#### PROBLEM REQUIREMENTS
Should any entry hold a picture, omit that picture and copy the rest of the entry exactly.

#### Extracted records
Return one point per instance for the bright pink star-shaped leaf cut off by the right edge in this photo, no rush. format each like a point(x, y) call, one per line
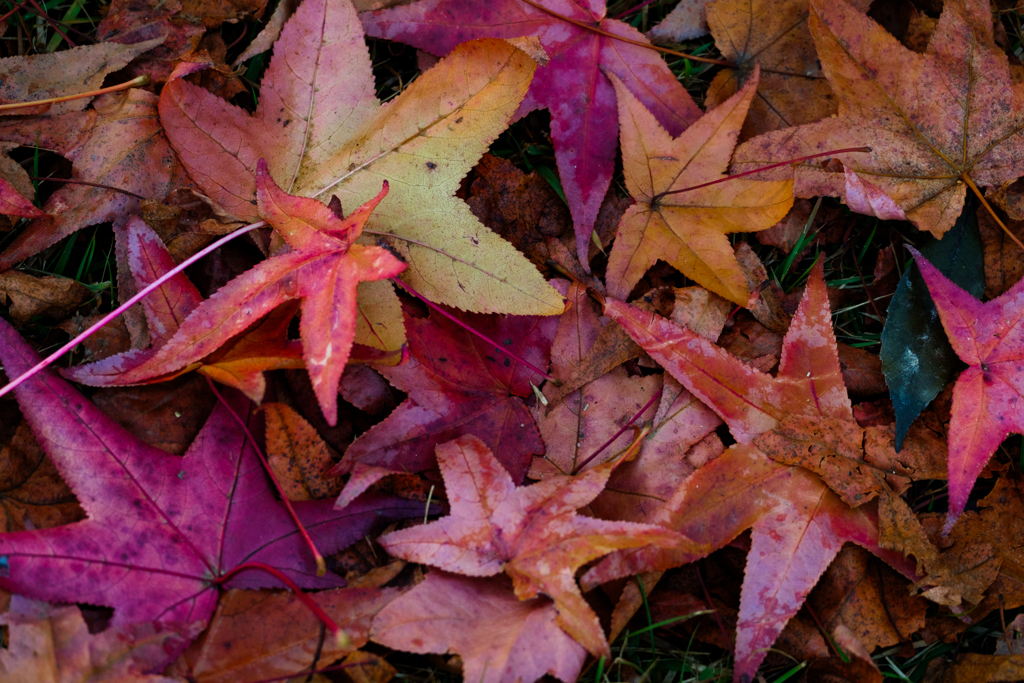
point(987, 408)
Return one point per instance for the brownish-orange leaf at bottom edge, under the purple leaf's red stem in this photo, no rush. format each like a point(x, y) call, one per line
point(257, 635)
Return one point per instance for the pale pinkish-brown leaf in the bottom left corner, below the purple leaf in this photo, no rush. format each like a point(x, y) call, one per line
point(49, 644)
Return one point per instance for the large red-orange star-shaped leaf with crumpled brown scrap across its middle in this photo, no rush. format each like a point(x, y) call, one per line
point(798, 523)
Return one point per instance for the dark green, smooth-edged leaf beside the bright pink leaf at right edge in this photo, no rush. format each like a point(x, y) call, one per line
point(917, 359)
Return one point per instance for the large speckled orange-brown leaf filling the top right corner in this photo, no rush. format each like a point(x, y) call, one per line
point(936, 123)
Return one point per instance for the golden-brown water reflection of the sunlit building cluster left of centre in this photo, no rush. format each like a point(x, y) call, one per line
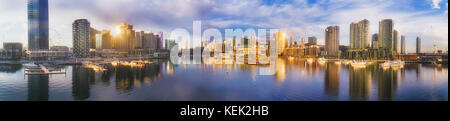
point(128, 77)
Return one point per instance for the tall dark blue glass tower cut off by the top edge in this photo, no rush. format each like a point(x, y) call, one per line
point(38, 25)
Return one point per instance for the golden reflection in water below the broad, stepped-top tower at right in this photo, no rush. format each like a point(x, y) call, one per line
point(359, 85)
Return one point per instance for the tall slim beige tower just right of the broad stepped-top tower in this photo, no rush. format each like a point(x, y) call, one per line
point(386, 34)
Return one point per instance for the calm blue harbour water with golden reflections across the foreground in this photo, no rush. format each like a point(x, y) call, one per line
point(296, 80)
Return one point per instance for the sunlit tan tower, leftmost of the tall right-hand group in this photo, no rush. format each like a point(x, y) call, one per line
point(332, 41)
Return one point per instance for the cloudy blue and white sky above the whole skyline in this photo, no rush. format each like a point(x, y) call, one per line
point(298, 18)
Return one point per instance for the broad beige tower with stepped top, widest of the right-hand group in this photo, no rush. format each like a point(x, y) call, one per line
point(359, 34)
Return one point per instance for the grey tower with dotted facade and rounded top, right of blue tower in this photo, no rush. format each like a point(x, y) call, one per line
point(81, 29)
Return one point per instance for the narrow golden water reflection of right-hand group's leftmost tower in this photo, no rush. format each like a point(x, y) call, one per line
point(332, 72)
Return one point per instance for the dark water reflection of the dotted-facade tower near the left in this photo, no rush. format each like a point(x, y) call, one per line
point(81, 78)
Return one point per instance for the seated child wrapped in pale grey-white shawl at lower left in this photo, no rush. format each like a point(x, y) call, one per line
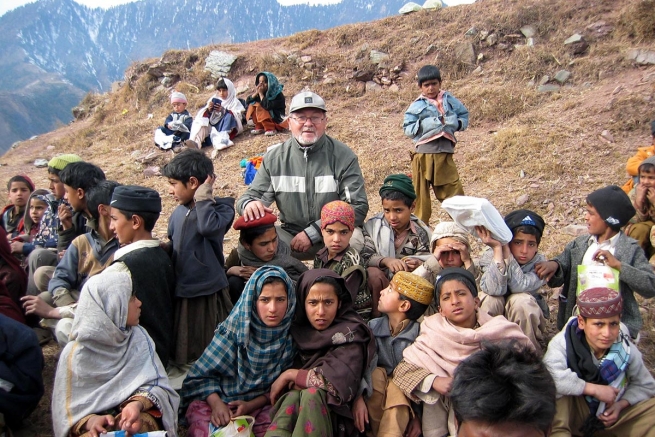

#### TASK SOLUTION
Return one point per instance for the bright pink star-shaped leaf cut off by the right edge in this photo, no rush. format each like a point(x, y) call, one per line
point(987, 408)
Return one point per instance for the brownish-orange leaf at bottom edge, under the purple leaf's red stem in this photo, no rush. format each like a point(x, y) call, one per line
point(257, 635)
Return one point per instance for the pale pinkish-brown leaf in the bottom left corner, below the purple leaf in this photo, no rush. format each like a point(x, y) call, one per line
point(49, 644)
Return one point per instance for the large red-orange star-shaped leaf with crumpled brown scrap across its middle in this photo, no rush. format each like a point(x, y) call, one per line
point(798, 523)
Return one point per instance for the dark green, smooth-edged leaf beside the bright pink leaf at right edge in this photo, no rush. format each like a point(x, y) call, one per line
point(917, 359)
Return one point per instance for the large speckled orange-brown leaf filling the top right corner in this photo, no rush. format each like a point(x, y) call, one per line
point(936, 123)
Return one point per instance for the golden-brown water reflection of the sunlit building cluster left of centre in this photo, no rush. format each like a point(x, y) call, one per line
point(128, 77)
Return one point per instance for the tall dark blue glass tower cut off by the top edge in this photo, no rush. format each like a point(x, y) call, one per line
point(38, 25)
Return one point per instance for the golden reflection in water below the broad, stepped-top tower at right in this photo, no rush. format each like a point(x, y) call, one per line
point(359, 85)
Return one point per instance for the tall slim beige tower just right of the broad stepped-top tower in this photo, no rush. format each like a point(x, y) call, one per line
point(386, 34)
Return one point per instance for the calm blue harbour water with golden reflections across the foreground in this photo, no rush. format each like a point(x, y) call, one per line
point(296, 80)
Return one point per instance for the sunlit tan tower, leftmost of the tall right-hand group in this photo, no rush. format each like a point(x, y) call, one per line
point(332, 41)
Return one point per instance for the cloudy blue and white sky above the whole skyline in this photo, no rush. format each like a point(x, y) call, one per line
point(298, 18)
Return one point per instance for the broad beige tower with stepped top, widest of the right-hand group in this photo, no rush. format each like a point(x, y) call, one per line
point(359, 34)
Return one point per instance for the grey tower with dotted facade and rounded top, right of blue tower in this photo, no rush. format each like a point(x, y) call, one per line
point(81, 29)
Return one point per instance for the narrow golden water reflection of right-hand group's leftmost tower in this photo, no rush. format each like a point(x, y) call, one per line
point(332, 72)
Return one point per instance for the dark water reflection of the dotted-facade tower near the left in this photo, no rush. format each like a point(x, y) call, one per line
point(81, 78)
Return one point per instance for the seated child wrapped in pale grey-white shawl at lower left in this photo, no rush. format each like a point(x, y) call, one per line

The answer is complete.